**WORK TO DO**
Your task is to transcribe all of the data below exactly, omitting the images.

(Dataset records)
....

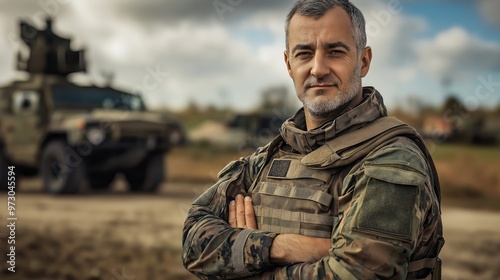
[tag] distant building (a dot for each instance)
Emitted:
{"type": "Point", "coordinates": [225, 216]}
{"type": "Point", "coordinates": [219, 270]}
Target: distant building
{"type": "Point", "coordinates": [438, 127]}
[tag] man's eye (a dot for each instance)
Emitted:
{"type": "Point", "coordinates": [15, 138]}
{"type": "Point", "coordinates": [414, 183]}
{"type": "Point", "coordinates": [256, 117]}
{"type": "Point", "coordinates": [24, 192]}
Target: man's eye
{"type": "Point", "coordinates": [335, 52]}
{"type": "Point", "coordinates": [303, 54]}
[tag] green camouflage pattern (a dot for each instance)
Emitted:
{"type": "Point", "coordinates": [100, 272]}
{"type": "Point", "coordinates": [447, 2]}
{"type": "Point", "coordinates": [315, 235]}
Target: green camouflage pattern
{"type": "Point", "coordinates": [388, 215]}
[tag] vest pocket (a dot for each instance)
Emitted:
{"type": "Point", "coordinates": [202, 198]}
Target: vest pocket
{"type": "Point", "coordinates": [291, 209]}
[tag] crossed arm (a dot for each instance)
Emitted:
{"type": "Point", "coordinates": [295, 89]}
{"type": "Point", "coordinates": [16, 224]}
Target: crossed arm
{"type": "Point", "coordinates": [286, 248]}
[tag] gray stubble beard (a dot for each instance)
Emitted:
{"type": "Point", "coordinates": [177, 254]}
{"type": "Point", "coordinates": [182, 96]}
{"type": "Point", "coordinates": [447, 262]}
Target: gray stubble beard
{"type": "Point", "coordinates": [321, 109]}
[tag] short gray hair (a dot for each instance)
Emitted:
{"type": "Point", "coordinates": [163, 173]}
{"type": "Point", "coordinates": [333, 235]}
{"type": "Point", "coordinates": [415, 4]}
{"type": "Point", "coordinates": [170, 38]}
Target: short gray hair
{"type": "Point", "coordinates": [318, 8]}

....

**ANSWER FOR THE TASK**
[tag] distant building (a dot for each instance)
Emitted:
{"type": "Point", "coordinates": [225, 216]}
{"type": "Point", "coordinates": [219, 270]}
Target: distant building
{"type": "Point", "coordinates": [438, 127]}
[tag] man's eye (a dot for each instance)
Emitted:
{"type": "Point", "coordinates": [15, 138]}
{"type": "Point", "coordinates": [414, 183]}
{"type": "Point", "coordinates": [256, 117]}
{"type": "Point", "coordinates": [24, 192]}
Target: man's eye
{"type": "Point", "coordinates": [335, 52]}
{"type": "Point", "coordinates": [303, 54]}
[tag] green camouflage pattern (a dot for each instance)
Emitted:
{"type": "Point", "coordinates": [100, 272]}
{"type": "Point", "coordinates": [447, 2]}
{"type": "Point", "coordinates": [315, 235]}
Target: green camouflage pattern
{"type": "Point", "coordinates": [388, 215]}
[tag] vest pocket (a dot for each instance)
Emitted:
{"type": "Point", "coordinates": [202, 198]}
Target: vest pocket
{"type": "Point", "coordinates": [291, 209]}
[tag] crossed arm (a dot for each instance)
Emitted:
{"type": "Point", "coordinates": [295, 89]}
{"type": "Point", "coordinates": [16, 224]}
Target: crossed arm
{"type": "Point", "coordinates": [286, 248]}
[tag] gray stubble beard (a dot for each instance)
Emitted:
{"type": "Point", "coordinates": [177, 254]}
{"type": "Point", "coordinates": [182, 96]}
{"type": "Point", "coordinates": [447, 262]}
Target: gray stubble beard
{"type": "Point", "coordinates": [321, 109]}
[tag] short gray hair (a dot for each instance)
Emitted:
{"type": "Point", "coordinates": [163, 173]}
{"type": "Point", "coordinates": [333, 235]}
{"type": "Point", "coordinates": [415, 4]}
{"type": "Point", "coordinates": [170, 38]}
Target: short gray hair
{"type": "Point", "coordinates": [318, 8]}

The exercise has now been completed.